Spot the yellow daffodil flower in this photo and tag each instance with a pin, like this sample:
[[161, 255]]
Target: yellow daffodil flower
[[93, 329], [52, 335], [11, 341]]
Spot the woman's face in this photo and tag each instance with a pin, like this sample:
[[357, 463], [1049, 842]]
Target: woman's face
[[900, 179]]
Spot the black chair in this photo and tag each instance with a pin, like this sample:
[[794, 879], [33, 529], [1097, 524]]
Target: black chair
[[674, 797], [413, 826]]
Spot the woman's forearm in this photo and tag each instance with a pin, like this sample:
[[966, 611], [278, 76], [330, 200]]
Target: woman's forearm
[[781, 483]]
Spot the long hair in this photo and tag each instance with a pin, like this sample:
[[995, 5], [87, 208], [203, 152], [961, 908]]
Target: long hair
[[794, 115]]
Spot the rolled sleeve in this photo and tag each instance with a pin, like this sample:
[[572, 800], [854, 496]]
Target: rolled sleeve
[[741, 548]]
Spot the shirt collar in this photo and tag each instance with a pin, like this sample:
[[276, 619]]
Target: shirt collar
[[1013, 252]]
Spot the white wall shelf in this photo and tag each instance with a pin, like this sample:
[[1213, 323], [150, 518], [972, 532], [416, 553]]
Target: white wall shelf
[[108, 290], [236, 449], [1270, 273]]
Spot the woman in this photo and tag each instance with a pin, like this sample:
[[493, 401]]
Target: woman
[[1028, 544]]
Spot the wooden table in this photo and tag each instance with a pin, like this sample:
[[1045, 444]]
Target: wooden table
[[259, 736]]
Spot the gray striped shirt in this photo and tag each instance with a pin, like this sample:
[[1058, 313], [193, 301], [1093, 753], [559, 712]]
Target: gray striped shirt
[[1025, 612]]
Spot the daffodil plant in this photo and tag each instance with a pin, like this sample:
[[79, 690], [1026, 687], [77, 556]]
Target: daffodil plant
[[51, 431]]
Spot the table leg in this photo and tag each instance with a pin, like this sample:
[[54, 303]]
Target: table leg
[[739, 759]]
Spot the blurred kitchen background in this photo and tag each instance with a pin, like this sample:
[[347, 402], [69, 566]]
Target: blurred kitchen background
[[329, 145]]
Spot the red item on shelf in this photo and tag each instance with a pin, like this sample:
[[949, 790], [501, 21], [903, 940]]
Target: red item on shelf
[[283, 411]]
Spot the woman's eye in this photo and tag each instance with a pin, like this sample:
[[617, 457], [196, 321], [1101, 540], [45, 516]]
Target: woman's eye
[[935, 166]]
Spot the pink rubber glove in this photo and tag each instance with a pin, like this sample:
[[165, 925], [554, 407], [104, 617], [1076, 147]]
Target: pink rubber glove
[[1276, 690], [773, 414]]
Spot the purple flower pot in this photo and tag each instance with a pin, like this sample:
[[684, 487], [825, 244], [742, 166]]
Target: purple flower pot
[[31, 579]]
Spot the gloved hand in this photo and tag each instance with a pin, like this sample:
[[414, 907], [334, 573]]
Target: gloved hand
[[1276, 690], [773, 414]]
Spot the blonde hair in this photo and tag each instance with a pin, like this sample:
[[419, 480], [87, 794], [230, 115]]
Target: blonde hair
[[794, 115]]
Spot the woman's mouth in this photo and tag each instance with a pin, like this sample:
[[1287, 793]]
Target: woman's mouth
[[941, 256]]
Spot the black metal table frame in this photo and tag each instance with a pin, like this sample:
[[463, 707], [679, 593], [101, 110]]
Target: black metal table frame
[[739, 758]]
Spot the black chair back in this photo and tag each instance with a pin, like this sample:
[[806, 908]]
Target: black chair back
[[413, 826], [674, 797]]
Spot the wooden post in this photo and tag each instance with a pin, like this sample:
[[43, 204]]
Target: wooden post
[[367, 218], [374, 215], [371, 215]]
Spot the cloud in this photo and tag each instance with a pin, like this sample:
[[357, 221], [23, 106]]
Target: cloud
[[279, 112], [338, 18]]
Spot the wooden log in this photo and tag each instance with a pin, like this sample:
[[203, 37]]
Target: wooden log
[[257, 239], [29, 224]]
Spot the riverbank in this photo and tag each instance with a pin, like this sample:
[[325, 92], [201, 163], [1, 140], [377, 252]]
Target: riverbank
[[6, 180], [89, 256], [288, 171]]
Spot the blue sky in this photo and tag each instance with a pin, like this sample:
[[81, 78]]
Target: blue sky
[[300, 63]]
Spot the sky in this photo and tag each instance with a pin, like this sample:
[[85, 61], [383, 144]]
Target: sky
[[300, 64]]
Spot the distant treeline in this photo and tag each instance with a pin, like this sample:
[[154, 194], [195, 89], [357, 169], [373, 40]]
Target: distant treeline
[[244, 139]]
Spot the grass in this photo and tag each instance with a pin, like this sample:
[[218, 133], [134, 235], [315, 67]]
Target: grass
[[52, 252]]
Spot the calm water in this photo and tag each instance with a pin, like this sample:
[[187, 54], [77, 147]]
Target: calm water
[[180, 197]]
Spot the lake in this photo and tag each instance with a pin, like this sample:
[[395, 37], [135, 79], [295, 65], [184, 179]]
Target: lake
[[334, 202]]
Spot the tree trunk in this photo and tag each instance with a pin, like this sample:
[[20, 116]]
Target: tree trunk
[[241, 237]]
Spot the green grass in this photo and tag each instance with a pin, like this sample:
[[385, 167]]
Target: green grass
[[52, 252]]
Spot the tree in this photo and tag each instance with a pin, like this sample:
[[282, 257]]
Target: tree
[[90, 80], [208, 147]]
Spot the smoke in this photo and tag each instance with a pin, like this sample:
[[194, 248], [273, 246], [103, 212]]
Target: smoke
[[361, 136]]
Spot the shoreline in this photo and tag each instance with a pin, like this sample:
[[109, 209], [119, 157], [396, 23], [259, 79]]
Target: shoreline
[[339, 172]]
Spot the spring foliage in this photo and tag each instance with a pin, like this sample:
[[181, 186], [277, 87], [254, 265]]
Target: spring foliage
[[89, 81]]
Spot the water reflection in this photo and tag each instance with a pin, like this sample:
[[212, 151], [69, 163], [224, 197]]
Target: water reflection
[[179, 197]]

********************

Prompt |
Each line from the top of the material above, through the one that contains "[[493, 401]]", should be restated word for word.

Solved problem |
Spot the yellow daffodil flower in this photo and tag each instance with a pin, like this sample:
[[161, 255]]
Target: yellow daffodil flower
[[93, 329], [52, 335], [11, 341]]
Spot the woman's face in this photo and tag each instance with a pin, like this sample:
[[357, 463], [1049, 842]]
Target: woman's face
[[900, 179]]
Spot the black chair in this photo and tag each instance with a pin, like this sample:
[[794, 879], [33, 529], [1097, 524]]
Target: black chair
[[674, 797], [413, 826]]
Spot the woman's forearm in this photo and tag each instance with a pin, like this sample:
[[966, 611], [278, 76], [330, 200]]
Target: woman's forearm
[[781, 483]]
Spot the long hair in this photo and tag each instance with a pin, like this sample:
[[995, 5], [87, 208], [203, 152], [961, 908]]
Target: long hair
[[794, 115]]
Spot the rolled sleeve in this photo and tag each instance with a pin, like this sample:
[[572, 800], [854, 496]]
Target: rolled sleeve
[[741, 548]]
Spot the shirt collar in this photo and tag each instance with a pin, like this sample:
[[276, 619]]
Target: shirt collar
[[1013, 252]]
Spot the white wall shelf in this photo and tag each instance with a pin, like this sample:
[[1213, 323], [150, 518], [972, 532], [416, 553]]
Target: white wall shelf
[[108, 290], [236, 449], [1270, 273]]
Spot the woman in this photo and tag each instance with a pin, like this sample:
[[493, 401]]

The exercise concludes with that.